WORK REQUIRED —
Your answer must consist of exactly the lines below, starting with the line with "pixel 45 77" and going on through the line with "pixel 145 208", and nothing else.

RECORDS SHOWN —
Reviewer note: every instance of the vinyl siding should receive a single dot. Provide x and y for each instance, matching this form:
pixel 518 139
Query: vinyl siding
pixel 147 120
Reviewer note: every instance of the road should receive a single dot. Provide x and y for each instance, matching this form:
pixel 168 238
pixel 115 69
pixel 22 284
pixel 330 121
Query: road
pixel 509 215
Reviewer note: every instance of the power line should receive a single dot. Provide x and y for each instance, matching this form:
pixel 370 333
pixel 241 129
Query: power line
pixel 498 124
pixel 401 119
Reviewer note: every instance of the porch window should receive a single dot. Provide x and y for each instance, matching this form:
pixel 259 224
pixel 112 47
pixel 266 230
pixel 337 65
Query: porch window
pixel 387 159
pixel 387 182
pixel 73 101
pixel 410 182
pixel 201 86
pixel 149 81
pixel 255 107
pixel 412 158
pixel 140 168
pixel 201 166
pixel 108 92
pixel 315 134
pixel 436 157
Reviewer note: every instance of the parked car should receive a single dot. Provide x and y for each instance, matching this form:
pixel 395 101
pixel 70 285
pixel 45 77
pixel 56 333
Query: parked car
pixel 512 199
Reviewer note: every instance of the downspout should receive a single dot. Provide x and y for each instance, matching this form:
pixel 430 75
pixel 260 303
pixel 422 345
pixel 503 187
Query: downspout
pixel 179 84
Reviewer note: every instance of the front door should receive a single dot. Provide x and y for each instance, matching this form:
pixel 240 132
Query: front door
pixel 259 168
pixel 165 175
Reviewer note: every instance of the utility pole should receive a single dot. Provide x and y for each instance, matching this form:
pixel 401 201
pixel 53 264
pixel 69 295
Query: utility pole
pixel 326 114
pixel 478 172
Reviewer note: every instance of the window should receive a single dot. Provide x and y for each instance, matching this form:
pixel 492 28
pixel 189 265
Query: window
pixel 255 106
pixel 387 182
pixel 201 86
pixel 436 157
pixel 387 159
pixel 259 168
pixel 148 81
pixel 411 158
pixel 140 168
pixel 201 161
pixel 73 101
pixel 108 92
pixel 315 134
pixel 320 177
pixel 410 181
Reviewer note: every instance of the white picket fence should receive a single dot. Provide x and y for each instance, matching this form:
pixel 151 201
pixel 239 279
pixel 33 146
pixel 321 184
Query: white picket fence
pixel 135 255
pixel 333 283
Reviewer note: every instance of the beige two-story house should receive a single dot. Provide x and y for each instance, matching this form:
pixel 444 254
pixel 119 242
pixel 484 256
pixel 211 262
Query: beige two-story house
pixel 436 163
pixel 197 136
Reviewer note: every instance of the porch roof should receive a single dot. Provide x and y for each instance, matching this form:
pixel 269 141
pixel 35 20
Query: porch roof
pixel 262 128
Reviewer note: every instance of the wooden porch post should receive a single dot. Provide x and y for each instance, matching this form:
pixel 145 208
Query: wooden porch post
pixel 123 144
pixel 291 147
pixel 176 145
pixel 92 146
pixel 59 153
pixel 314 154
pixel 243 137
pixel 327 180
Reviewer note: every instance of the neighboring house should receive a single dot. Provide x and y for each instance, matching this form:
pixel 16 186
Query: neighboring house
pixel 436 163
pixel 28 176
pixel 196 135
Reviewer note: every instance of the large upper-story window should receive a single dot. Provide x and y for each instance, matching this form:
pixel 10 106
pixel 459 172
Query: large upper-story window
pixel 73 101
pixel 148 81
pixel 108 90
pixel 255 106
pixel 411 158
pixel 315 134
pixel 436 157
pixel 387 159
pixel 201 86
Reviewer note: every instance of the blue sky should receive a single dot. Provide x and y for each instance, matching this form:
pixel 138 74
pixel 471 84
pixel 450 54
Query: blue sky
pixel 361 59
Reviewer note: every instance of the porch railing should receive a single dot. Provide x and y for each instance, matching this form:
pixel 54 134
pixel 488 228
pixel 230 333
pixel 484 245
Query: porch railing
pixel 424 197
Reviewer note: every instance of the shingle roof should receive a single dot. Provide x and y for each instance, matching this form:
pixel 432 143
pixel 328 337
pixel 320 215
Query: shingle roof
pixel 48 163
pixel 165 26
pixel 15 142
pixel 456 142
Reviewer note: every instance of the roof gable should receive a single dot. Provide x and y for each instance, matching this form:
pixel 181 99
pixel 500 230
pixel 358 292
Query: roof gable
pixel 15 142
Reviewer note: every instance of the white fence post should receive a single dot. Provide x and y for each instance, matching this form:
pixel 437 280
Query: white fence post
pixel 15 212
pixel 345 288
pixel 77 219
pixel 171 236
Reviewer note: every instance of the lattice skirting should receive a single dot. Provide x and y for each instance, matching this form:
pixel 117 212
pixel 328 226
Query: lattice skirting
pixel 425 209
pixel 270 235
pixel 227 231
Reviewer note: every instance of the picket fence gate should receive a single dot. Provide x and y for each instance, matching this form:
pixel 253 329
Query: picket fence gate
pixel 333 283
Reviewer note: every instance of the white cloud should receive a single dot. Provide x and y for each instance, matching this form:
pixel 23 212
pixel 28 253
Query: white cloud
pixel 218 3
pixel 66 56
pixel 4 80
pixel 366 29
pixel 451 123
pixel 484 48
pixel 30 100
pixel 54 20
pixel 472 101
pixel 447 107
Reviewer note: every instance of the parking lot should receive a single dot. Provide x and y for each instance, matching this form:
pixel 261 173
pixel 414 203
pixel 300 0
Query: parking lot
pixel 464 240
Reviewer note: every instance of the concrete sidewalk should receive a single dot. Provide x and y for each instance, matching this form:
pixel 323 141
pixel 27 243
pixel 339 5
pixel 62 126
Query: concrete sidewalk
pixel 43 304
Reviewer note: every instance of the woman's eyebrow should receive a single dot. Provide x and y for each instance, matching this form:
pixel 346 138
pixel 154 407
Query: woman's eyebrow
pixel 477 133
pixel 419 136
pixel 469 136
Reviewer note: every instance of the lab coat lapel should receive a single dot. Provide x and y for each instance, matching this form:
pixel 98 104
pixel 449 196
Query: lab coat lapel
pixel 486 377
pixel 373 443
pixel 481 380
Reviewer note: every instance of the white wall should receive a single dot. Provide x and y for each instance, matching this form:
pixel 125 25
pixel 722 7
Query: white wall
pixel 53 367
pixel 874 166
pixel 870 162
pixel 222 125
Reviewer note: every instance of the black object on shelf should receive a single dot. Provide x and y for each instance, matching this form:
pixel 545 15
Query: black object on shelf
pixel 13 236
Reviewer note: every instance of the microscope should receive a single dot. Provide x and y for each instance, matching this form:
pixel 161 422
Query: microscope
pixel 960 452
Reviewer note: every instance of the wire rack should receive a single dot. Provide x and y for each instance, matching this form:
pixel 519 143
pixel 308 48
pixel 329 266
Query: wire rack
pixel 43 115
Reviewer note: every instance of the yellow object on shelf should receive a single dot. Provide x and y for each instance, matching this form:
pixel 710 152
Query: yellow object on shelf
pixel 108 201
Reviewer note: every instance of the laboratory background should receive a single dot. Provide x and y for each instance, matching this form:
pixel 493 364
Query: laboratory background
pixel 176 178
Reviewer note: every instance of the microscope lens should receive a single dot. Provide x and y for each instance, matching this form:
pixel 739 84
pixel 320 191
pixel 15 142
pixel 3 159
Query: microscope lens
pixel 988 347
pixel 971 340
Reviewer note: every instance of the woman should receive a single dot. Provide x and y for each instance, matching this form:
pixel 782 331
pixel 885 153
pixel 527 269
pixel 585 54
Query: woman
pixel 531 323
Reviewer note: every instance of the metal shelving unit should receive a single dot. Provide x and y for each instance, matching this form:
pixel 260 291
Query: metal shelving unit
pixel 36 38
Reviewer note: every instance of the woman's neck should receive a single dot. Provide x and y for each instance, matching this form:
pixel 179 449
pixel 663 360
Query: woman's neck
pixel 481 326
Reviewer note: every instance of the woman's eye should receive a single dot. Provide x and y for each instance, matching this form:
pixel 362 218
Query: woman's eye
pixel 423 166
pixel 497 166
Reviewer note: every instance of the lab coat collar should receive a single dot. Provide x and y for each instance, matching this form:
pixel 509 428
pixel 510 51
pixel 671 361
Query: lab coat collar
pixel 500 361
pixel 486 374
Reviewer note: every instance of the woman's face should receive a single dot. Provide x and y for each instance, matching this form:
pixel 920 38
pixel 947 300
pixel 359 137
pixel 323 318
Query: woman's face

RESULT —
pixel 45 77
pixel 56 333
Query: parked car
pixel 512 199
Reviewer note: every instance of the downspout should receive a single dot. Provide x and y for each instance, matching this form:
pixel 430 75
pixel 260 303
pixel 422 345
pixel 503 187
Query: downspout
pixel 179 84
Reviewer note: every instance of the front door should receive a single dot. Provide x and y for each instance, matching this form:
pixel 240 132
Query: front door
pixel 259 168
pixel 165 175
Reviewer note: every instance of the utility pole should receive a single dot. Provide x and y for each instance, matching this form:
pixel 401 201
pixel 53 264
pixel 69 295
Query: utility pole
pixel 326 114
pixel 478 172
Reviewer note: every instance of the window should receive a single dot. Provide x and y for each instance, matching this form:
pixel 492 28
pixel 189 265
Query: window
pixel 255 106
pixel 387 182
pixel 201 86
pixel 436 157
pixel 387 159
pixel 259 168
pixel 148 81
pixel 411 158
pixel 140 168
pixel 201 161
pixel 73 101
pixel 108 92
pixel 315 134
pixel 320 177
pixel 410 181
Reviewer note: every instance of the white picket fence should receive a single dot. Provide x and y for each instance, matching this form:
pixel 151 201
pixel 239 279
pixel 33 146
pixel 321 184
Query: white picket fence
pixel 135 255
pixel 333 283
Reviewer note: every instance of the beige two-story house should receive a single dot. Provide x and y for each instance, matching this form:
pixel 444 254
pixel 119 242
pixel 484 256
pixel 211 262
Query: beige two-story house
pixel 436 163
pixel 197 136
Reviewer note: every instance of the porch roof should receive a single dot. Provide x and y for each instance, matching this form:
pixel 269 141
pixel 35 20
Query: porch roof
pixel 262 128
Reviewer note: every instance of the wooden porch post should receive a single dot. Provide x and y for each instance, matching this form:
pixel 145 208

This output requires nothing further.